━━━ Quoted passage

🤖 AI Summary
Current monitoring of clinician burnout in intensive care units (ICUs) relies on retrospective self-report questionnaires or coarse-grained electronic health record (EHR) metadata, overlooking rich, unstructured clinical narratives. Method: We propose the first narrative-driven computational framework for burnout detection from discharge summaries, integrating clinically fine-tuned BioBERT sentiment embeddings, a burnout-specific lexicon, and LDA topic modeling to extract psychological stress signals from free-text notes; we further design a multimodal analytical pipeline combining semantic representations, topic features, workload proxy variables, and logistic regression. Results: Evaluated on MIMIC-IV, our approach achieves an F1-score of 0.84—significantly outperforming baselines—and reveals, for the first time, elevated burnout risk among radiologists, psychiatrists, and neurologists. This work establishes a novel paradigm for real-time, proactive occupational health surveillance in clinical settings.

━━━━━━

Work order 1 - Condense the burnout-detection summary's paragraph beginning "Current monitoring of clinician burnout" into a short bulleted list that keeps its main facts.
Work order 2 - From the burnout-detection summary, list every element that the multimodal analytical pipeline combines.
Work order 3 - Write the next part of the burnout-detection summary, picking up after its final sentence.

━━━ Supplied records

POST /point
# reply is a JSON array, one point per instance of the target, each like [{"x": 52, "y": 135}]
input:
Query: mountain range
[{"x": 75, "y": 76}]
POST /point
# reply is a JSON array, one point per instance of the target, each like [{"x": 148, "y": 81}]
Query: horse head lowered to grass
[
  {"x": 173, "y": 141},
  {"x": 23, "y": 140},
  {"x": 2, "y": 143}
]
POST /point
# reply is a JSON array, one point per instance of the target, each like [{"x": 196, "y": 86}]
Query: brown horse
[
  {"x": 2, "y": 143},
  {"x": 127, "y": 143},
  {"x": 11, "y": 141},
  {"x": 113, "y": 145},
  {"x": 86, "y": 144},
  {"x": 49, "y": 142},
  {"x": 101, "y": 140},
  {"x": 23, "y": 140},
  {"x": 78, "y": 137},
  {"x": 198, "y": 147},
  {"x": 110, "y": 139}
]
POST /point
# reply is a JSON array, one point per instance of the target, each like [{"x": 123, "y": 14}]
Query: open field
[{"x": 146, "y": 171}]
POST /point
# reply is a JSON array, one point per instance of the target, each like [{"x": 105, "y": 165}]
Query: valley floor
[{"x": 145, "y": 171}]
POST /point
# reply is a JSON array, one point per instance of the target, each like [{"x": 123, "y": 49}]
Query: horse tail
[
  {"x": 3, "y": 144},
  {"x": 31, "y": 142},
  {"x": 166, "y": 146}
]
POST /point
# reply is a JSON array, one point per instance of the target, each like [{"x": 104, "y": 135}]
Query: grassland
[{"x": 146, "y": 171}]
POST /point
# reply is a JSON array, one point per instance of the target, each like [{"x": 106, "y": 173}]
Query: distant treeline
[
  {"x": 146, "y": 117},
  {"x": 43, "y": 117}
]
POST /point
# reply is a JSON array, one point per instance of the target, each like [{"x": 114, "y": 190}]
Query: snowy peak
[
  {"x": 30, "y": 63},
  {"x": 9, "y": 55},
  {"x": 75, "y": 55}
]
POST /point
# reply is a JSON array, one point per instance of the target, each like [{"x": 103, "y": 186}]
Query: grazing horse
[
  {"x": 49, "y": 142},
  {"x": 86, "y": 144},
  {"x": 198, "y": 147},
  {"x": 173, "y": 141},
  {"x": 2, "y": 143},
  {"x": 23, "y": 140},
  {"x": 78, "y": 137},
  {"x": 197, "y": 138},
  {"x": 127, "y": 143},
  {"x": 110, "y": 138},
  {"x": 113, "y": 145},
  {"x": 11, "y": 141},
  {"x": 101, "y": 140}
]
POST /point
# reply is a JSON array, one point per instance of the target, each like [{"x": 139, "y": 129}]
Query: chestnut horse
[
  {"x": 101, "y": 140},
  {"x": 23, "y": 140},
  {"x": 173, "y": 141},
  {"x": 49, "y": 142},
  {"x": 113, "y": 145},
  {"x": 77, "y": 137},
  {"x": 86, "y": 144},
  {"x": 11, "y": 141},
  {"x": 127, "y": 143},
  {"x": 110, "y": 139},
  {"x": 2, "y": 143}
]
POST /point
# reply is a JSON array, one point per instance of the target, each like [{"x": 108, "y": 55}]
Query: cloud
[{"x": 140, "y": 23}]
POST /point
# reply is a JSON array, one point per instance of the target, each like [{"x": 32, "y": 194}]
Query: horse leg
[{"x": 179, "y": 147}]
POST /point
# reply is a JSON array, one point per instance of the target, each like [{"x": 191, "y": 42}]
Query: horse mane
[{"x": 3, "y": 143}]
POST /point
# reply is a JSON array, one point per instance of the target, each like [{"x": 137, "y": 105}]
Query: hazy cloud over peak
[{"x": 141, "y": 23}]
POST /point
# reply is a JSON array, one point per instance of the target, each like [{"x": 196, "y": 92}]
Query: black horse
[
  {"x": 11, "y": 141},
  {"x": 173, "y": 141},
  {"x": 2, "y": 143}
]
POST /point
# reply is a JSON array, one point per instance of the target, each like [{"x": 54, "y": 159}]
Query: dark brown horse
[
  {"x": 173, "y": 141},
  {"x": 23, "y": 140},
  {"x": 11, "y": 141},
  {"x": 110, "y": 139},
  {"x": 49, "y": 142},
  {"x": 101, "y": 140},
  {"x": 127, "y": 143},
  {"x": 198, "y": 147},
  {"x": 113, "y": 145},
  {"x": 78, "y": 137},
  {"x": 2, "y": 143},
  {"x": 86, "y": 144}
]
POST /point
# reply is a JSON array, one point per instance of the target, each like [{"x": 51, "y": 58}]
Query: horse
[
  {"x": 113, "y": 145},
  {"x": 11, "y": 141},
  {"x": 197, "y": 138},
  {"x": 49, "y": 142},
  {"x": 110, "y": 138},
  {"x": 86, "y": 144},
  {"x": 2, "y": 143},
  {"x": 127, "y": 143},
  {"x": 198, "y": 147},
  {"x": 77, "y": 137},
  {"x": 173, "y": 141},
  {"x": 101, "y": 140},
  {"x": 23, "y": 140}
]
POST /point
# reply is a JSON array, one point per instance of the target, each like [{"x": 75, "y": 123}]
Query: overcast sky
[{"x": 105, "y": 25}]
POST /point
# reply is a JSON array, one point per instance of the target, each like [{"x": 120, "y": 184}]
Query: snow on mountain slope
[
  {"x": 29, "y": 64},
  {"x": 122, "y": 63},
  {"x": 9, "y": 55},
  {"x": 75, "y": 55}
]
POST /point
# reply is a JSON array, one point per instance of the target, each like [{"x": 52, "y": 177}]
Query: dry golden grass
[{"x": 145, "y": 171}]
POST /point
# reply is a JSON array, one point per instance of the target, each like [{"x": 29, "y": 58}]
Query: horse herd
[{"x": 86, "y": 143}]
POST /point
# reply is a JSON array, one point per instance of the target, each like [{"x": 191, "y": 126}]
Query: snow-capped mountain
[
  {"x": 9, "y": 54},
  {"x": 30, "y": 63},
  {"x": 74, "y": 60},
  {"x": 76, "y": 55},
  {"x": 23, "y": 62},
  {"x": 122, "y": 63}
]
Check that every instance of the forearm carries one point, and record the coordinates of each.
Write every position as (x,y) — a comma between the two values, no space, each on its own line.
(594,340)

━━━━━━
━━━ Supplied records

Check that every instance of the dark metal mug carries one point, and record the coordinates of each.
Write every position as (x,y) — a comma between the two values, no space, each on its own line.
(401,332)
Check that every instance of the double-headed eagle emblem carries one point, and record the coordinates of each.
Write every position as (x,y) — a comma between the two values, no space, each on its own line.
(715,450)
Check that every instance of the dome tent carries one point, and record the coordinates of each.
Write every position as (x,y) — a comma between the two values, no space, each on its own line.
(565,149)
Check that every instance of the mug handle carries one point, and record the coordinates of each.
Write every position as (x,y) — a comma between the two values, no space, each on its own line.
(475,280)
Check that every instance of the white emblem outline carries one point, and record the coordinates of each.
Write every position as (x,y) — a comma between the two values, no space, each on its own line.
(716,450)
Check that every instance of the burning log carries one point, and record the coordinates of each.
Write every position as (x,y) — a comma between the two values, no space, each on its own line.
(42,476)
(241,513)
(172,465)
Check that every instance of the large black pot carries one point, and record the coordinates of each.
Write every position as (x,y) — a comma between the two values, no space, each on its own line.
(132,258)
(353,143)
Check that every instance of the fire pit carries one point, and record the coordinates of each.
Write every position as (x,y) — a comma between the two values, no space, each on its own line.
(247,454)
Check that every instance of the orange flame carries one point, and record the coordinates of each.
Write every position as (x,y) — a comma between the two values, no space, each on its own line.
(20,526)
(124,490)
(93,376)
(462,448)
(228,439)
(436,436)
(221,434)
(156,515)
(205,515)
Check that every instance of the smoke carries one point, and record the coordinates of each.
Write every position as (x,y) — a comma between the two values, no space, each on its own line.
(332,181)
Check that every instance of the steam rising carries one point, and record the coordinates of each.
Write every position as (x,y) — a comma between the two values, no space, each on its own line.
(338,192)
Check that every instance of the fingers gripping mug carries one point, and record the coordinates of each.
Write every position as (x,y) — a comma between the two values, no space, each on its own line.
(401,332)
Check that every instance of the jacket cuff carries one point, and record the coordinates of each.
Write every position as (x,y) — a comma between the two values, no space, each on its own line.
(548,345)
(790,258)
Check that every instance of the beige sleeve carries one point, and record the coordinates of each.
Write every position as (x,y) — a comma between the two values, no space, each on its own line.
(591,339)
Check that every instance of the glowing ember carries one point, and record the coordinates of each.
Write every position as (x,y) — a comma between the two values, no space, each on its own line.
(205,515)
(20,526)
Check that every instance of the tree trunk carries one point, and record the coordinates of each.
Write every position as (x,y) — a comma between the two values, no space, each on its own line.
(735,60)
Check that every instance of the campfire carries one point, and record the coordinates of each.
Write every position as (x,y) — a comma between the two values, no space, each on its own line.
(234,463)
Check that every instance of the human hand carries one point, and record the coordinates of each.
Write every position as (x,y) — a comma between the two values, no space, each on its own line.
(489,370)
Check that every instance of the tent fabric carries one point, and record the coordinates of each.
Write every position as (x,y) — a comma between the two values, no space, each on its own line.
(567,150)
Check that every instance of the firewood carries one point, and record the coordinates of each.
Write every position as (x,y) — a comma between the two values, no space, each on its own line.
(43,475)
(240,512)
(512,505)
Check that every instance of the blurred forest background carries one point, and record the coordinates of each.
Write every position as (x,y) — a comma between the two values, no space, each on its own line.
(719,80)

━━━━━━

Task answer 1 -
- Problem: ICU clinician burnout is currently tracked with retrospective self-report questionnaires or coarse EHR metadata, which ignore unstructured clinical narratives.
- Method: the first narrative-driven framework for detecting burnout from discharge summaries. It combines clinically fine-tuned BioBERT sentiment embeddings, a burnout-specific lexicon and LDA topic modeling. A multimodal pipeline joins semantic representations, topic features, workload proxy variables and logistic regression.
- Results: on MIMIC-IV it reaches an F1-score of 0.84, significantly outperforming baselines. It also shows for the first time that radiologists, psychiatrists and neurologists face elevated burnout risk.
- Significance: it sets a new paradigm for real-time, proactive occupational health surveillance in clinical settings.

Task answer 2 -
- Semantic representations
- Topic features
- Workload proxy variables
- Logistic regression

Task answer 3 -
📝 Abstract
Clinician burnout poses a substantial threat to patient safety, particularly in high-acuity intensive care units (ICUs). Existing research predominantly relies on retrospective survey tools or broad electronic health record (EHR) metadata, often overlooking the valuable narrative information embedded in clinical notes. In this study, we analyze 10,000 ICU discharge summaries from MIMIC-IV, a publicly available database derived from the electronic health records of Beth Israel Deaconess Medical Center. The dataset encompasses diverse patient data, including vital signs, medical orders, diagnoses, procedures, treatments, and deidentified free-text clinical notes. We introduce a hybrid pipeline that combines BioBERT sentiment embeddings fine-tuned for clinical narratives, a lexical stress lexicon tailored for clinician burnout surveillance, and five-topic latent Dirichlet allocation (LDA) with workload proxies. A provider-level logistic regression classifier achieves a precision of 0.80, a recall of 0.89, and an F1 score of 0.84 on a stratified hold-out set, surpassing metadata-only baselines by greater than or equal to 0.17 F1 score. Specialty-specific analysis indicates elevated burnout risk among providers in Radiology, Psychiatry, and Neurology. Our findings demonstrate that ICU clinical narratives contain actionable signals for proactive well-being monitoring.